Repeat the data below exactly, with every entry included.
Top of EXTRACTED ENTRIES
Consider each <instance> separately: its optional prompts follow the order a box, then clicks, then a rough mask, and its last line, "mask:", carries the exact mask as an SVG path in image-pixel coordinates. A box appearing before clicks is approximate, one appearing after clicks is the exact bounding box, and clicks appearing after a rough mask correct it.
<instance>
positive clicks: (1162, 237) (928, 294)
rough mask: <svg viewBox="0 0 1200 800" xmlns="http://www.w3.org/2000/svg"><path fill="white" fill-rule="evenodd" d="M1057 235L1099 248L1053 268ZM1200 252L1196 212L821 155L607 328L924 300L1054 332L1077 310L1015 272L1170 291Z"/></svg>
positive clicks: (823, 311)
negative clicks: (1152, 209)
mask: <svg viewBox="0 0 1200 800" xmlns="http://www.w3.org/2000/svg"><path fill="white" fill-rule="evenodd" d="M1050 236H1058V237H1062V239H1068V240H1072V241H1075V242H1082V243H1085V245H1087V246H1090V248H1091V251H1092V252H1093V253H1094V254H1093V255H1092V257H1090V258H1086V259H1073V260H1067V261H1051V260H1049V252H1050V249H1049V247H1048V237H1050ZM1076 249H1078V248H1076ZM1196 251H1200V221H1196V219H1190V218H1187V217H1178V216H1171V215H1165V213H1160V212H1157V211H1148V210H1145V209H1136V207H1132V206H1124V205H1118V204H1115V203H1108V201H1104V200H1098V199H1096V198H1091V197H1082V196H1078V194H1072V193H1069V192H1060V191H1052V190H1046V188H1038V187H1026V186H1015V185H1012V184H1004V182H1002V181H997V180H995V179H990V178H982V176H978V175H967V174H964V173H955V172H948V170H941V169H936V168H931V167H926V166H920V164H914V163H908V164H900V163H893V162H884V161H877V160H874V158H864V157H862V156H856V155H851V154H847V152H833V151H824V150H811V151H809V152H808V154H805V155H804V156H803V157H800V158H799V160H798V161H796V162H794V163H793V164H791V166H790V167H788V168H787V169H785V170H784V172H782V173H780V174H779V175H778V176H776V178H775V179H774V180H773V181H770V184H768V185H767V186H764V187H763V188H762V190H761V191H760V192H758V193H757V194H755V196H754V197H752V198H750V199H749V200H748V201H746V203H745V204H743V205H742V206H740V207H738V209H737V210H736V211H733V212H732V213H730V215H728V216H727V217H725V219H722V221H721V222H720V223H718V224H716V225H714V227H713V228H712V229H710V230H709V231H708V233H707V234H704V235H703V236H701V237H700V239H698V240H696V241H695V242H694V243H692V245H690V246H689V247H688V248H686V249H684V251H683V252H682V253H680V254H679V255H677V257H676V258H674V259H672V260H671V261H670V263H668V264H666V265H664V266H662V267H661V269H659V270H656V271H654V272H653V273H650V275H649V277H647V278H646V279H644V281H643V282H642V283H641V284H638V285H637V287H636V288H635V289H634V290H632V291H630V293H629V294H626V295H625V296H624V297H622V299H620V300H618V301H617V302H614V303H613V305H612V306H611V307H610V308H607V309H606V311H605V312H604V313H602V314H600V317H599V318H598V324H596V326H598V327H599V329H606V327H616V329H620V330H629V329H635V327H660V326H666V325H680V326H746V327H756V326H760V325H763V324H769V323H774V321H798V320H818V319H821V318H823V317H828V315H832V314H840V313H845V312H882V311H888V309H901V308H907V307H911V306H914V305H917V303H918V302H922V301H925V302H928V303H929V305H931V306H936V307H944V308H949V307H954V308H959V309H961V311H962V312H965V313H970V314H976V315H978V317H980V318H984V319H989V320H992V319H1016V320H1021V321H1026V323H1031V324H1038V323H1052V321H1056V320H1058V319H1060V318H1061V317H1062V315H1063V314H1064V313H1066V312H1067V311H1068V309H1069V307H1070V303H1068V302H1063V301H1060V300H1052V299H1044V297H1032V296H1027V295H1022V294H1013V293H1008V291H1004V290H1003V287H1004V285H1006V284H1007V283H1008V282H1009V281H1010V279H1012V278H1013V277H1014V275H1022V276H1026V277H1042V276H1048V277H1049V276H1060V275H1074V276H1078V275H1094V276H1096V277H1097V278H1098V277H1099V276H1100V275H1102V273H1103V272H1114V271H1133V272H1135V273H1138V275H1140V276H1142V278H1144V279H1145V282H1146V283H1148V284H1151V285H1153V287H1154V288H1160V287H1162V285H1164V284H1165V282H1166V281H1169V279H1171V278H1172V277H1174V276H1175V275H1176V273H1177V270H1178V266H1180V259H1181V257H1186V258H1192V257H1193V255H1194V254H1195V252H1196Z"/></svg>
Bottom of EXTRACTED ENTRIES
[FINISHED TASK]
Consider each <instance> separately: its optional prompts follow the order a box, then clicks, then a rough mask, and its last line, "mask:", carries the exact mask as an SVG path in image-pixel coordinates. A box appearing before clicks is approximate, one appearing after clicks is the exact bounding box, and clicks appearing after a rough mask correct it.
<instance>
positive clicks: (1162, 237) (928, 294)
rough mask: <svg viewBox="0 0 1200 800" xmlns="http://www.w3.org/2000/svg"><path fill="white" fill-rule="evenodd" d="M1057 235L1099 248L1053 268ZM1200 252L1196 212L821 155L607 328L924 300L1054 332L1077 310L1015 272L1170 291Z"/></svg>
positive clicks: (823, 311)
negative clicks: (1152, 209)
mask: <svg viewBox="0 0 1200 800" xmlns="http://www.w3.org/2000/svg"><path fill="white" fill-rule="evenodd" d="M1050 236H1058V237H1062V239H1068V240H1072V241H1075V242H1082V243H1085V245H1087V246H1090V248H1091V251H1092V252H1093V253H1094V254H1093V255H1092V257H1090V258H1086V259H1073V260H1067V261H1051V260H1049V252H1050V249H1049V247H1048V237H1050ZM1076 249H1078V248H1076ZM1196 251H1200V221H1196V219H1190V218H1187V217H1178V216H1171V215H1165V213H1160V212H1157V211H1148V210H1145V209H1136V207H1132V206H1124V205H1118V204H1115V203H1108V201H1104V200H1098V199H1096V198H1091V197H1082V196H1078V194H1072V193H1069V192H1060V191H1052V190H1046V188H1038V187H1026V186H1015V185H1012V184H1004V182H1002V181H997V180H995V179H990V178H982V176H978V175H967V174H964V173H955V172H948V170H941V169H936V168H931V167H926V166H920V164H914V163H908V164H900V163H893V162H884V161H877V160H874V158H864V157H862V156H856V155H851V154H847V152H833V151H824V150H811V151H809V152H808V154H805V155H804V156H803V157H800V158H799V160H798V161H796V162H794V163H793V164H791V166H790V167H788V168H787V169H785V170H784V172H782V173H780V174H779V175H778V176H776V178H775V179H774V180H773V181H770V184H768V185H767V186H764V187H763V188H762V190H761V191H760V192H758V193H757V194H755V196H754V197H752V198H750V199H749V200H748V201H746V203H745V204H743V205H742V206H740V207H738V209H737V210H736V211H733V212H732V213H730V215H728V216H727V217H725V219H722V221H721V222H720V223H718V224H716V225H714V227H713V228H712V229H710V230H709V231H708V233H707V234H704V235H703V236H701V237H700V239H698V240H696V241H695V242H694V243H692V245H690V246H689V247H688V248H686V249H684V251H683V252H682V253H680V254H679V255H677V257H676V258H674V259H672V260H671V261H670V263H668V264H666V265H664V266H662V267H661V269H659V270H656V271H654V272H653V273H650V275H649V277H647V278H646V279H644V281H643V282H642V283H641V284H638V285H637V287H636V288H635V289H634V290H632V291H630V293H629V294H626V295H625V296H624V297H622V299H620V300H618V301H617V302H614V303H613V305H612V306H611V307H610V308H607V309H606V311H605V312H604V313H602V314H600V317H599V318H598V324H596V326H598V327H599V329H606V327H616V329H620V330H629V329H635V327H660V326H666V325H680V326H746V327H756V326H760V325H763V324H769V323H774V321H798V320H818V319H821V318H823V317H828V315H832V314H840V313H845V312H882V311H888V309H901V308H907V307H911V306H914V305H917V303H918V302H922V301H925V302H928V303H929V305H931V306H936V307H944V308H949V307H954V308H959V309H961V311H962V312H965V313H970V314H976V315H978V317H980V318H984V319H989V320H992V319H1016V320H1021V321H1026V323H1031V324H1038V323H1052V321H1056V320H1058V319H1060V318H1061V317H1062V315H1063V314H1064V313H1066V312H1067V311H1068V309H1069V307H1070V303H1068V302H1063V301H1060V300H1052V299H1044V297H1032V296H1027V295H1022V294H1013V293H1008V291H1004V290H1003V287H1004V285H1006V284H1007V283H1008V282H1009V281H1010V279H1012V278H1013V277H1014V275H1022V276H1026V277H1042V276H1048V277H1049V276H1060V275H1074V276H1078V275H1094V276H1096V277H1097V278H1098V277H1099V276H1100V275H1102V273H1103V272H1114V271H1133V272H1135V273H1138V275H1140V276H1142V278H1144V279H1145V282H1146V283H1148V284H1151V285H1153V287H1154V288H1160V287H1162V285H1164V284H1165V282H1166V281H1169V279H1171V278H1172V277H1174V276H1175V275H1176V273H1177V270H1178V266H1180V259H1181V257H1186V258H1192V257H1193V255H1194V254H1195V252H1196Z"/></svg>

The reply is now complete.